* Start GIVEN TEXT *

DUNCAN HINES SLEPT HERE

Mr. and Mrs. Amos Hargrove of Birch Spring, N.Y. (Mr. Hargrove is in feed-and-seed), took a winter vacation last year and came to Arizona. It was their first first trip west. First winter vacation, too, for that matter. But business, as Mr. Hargrove was wont to say, with his habitual caution, had been "holding up pretty fair." Besides, Mrs. Hargrove needed a change. She'd looked peaked lately.
They were rather uncertain, when they left, just what kind of tourist facilities they would choose when they got here. As it turned out, the Hargroves spent their entire vacation in luxurious motels and had the time of their lives.
Mr. Hargrove scarcely had the heart to suggest that they start home. He could see the color flowing back into Mrs. Hargrove's cheeks as they stretched out in the sun on motel lawns from Benson to Yuma. And they were continually meeting nice people at one motel or another, like the couple from Milwaukee who had relatives in Birch Spring and played real fine canasta.
When the Hargroves got back to Birch Spring and reported that they had spent their vacation in motels, their friends were perplexed and, if the truth must be told, a trifle shocked. "You mean little tourist cabins?" they said.
The details of the Hargroves' vigorous rejoinder need not be spread herewith upon the record. For the institution of the Mighty Motel, as we know it in Arizona and the Southwest, can stand very well on its own feet. It has been doing just that for a good many years, and growing rapidly all the while, until now, by official statistical pronouncement, it ranks as the "largest segment of Arizona's third largest industry." Meaning, of course, tourists.
To continue for a moment in the statistical vein: Arizona has something over 1,000 motels with more than 16,000 units capable of sleeping approximately 40,000 people on any given star-dusted Arizona night. Motels accommodate four of every five travelers coming to or going through our state. The industry represents an investment of some $100,000,000 paying about $1,000,000 a year in property taxes. And Arizona is one of seven states in which the bulk of the nation's motel business is concentrated. (All the others are likewise in the West save Florida, which we don't talk about.) But statistics do not begin to tell the story of the Mighty Motel. The story itself is told in the seemingly endless procession of motels squatting wall-to-wall along Phoenix' Van Buren Street and Tucson's "Miracle Mile," and at the threshold of every Arizona town of any dimension. It's told also in the half-million-dollar, double-deluxe motor courts with swimming pools, TV lounges, refrigeration, baby rooms, coffee shops and suites lavish enough for a Vanderbilt or an Aly Khan.

* End GIVEN TEXT *
* Start GIVEN DATA *

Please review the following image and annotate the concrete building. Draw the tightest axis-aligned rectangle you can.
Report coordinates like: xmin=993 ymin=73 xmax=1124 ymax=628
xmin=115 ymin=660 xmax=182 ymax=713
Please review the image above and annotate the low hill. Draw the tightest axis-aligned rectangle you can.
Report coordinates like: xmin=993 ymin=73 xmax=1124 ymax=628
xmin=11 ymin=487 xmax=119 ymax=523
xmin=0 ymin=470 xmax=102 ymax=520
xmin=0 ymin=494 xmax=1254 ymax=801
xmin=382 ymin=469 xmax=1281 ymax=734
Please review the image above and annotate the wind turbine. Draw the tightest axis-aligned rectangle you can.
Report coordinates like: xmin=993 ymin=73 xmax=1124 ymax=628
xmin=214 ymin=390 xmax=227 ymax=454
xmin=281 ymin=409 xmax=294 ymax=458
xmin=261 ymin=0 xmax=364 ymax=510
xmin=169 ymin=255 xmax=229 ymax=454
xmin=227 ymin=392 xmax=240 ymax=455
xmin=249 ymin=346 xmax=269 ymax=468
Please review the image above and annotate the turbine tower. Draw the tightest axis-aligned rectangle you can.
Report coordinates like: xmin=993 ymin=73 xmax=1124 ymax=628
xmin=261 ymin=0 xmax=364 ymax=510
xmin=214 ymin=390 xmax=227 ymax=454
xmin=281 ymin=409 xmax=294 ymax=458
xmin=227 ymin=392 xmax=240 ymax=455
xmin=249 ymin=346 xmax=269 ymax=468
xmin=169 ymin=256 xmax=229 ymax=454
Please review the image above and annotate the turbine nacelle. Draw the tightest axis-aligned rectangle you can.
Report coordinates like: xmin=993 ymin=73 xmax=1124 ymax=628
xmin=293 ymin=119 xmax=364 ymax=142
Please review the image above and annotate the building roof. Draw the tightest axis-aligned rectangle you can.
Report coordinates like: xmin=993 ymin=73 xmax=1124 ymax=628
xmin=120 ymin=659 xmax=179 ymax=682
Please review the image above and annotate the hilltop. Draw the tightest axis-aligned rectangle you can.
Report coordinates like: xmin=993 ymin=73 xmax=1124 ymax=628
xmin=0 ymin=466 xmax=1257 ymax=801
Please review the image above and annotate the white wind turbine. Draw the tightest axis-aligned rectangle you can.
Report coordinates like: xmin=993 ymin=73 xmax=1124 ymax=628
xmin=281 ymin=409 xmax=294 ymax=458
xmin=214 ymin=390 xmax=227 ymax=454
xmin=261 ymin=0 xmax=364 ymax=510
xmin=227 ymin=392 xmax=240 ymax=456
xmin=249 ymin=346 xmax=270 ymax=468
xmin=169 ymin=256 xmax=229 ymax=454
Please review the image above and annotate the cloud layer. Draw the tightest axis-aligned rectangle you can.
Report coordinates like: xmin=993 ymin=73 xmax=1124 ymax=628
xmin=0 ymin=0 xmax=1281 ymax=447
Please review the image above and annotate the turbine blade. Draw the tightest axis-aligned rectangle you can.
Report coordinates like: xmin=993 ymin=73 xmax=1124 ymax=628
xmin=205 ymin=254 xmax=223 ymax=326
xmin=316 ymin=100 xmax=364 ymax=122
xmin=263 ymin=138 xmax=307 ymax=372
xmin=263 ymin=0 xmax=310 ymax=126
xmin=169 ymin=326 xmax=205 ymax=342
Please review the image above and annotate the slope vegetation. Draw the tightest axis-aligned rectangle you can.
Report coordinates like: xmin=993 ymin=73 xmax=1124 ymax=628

* End GIVEN DATA *

WHAT TO WORK ON:
1. Reproduce the passage of the motel article that opens with the words containing "The details of" and closes with "of course, tourists.", putting "reply" in place of "rejoinder".
2. From the records, copy word for word the part that opens with the line containing "Please review the image above and annotate the hilltop." and closes with the line containing "xmin=0 ymin=466 xmax=1257 ymax=801", including both of those lines.

RESPONSES IN ORDER:
1.
The details of the Hargroves' vigorous reply need not be spread herewith upon the record. For the institution of the Mighty Motel, as we know it in Arizona and the Southwest, can stand very well on its own feet. It has been doing just that for a good many years, and growing rapidly all the while, until now, by official statistical pronouncement, it ranks as the "largest segment of Arizona's third largest industry." Meaning, of course, tourists.

2.
Please review the image above and annotate the hilltop. Draw the tightest axis-aligned rectangle you can.
Report coordinates like: xmin=993 ymin=73 xmax=1124 ymax=628
xmin=0 ymin=466 xmax=1257 ymax=801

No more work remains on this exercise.